→ STATED TASK:
Rewrite the records below, replacing each occurrence of "pretty-printed" with "compact" and leaving all other text unchanged.
[start RECORDS SUPPLIED]
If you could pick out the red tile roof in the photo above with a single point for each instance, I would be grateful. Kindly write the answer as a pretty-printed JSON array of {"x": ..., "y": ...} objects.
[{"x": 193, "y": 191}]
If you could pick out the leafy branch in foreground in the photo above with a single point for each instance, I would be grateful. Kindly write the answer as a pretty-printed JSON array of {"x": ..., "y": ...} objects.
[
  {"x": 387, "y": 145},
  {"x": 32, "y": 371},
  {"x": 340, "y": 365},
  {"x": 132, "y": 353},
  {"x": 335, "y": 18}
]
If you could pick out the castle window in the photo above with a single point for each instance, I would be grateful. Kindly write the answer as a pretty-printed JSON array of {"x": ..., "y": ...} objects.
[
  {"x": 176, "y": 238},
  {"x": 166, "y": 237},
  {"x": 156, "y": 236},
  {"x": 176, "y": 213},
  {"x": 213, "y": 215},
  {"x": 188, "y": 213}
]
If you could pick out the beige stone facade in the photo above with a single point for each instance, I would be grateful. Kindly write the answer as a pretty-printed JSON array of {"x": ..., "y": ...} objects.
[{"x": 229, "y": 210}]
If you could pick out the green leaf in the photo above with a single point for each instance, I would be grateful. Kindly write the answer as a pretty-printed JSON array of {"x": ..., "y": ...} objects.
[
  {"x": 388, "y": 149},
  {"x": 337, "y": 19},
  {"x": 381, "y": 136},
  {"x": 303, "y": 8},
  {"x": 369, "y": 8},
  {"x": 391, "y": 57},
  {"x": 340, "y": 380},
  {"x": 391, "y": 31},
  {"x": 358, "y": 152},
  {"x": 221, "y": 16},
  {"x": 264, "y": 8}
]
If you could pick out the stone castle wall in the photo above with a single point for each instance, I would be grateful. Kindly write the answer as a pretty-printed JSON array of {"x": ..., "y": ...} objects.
[end RECORDS SUPPLIED]
→ SOLUTION BELOW:
If you could pick out the red tile roof in the photo above with a single point for each instance, I would be grateful. Kindly write the answer as a compact JSON array of {"x": ..., "y": ...} objects.
[{"x": 193, "y": 191}]
If you could pick out the leafy branch in foreground in the photo above with a single point for each instance, I would be grateful. Kindly write the answer as a compact JSON array of {"x": ..., "y": ...} objects.
[
  {"x": 387, "y": 145},
  {"x": 32, "y": 371},
  {"x": 340, "y": 365},
  {"x": 132, "y": 353},
  {"x": 335, "y": 18}
]
If you could pick out the castle window in the photo above with a single point for each instance, I would be grateful. Kindly write the answer as a compact JSON array of {"x": ..., "y": ...} objects.
[
  {"x": 176, "y": 238},
  {"x": 166, "y": 237},
  {"x": 156, "y": 236},
  {"x": 176, "y": 213},
  {"x": 213, "y": 215},
  {"x": 188, "y": 213}
]
If you could pick out the beige stone facade in the photo above with a single point for each instance, I would be grateful. Kindly write the answer as a compact JSON array of {"x": ..., "y": ...} objects.
[{"x": 229, "y": 210}]
If you could pick out the green leaf in the photo above with a single point for each instance, I would be grateful. Kindly write the answer as a compact JSON array of {"x": ..., "y": ...} objects.
[
  {"x": 388, "y": 149},
  {"x": 337, "y": 19},
  {"x": 381, "y": 136},
  {"x": 303, "y": 8},
  {"x": 369, "y": 8},
  {"x": 391, "y": 57},
  {"x": 340, "y": 380},
  {"x": 391, "y": 31},
  {"x": 358, "y": 152},
  {"x": 221, "y": 16},
  {"x": 264, "y": 8}
]
If you could pick out the stone castle wall in the photo above with a single point for each instance, I would be grateful. Kindly write the answer as a compact JSON array of {"x": ..., "y": ...} objects.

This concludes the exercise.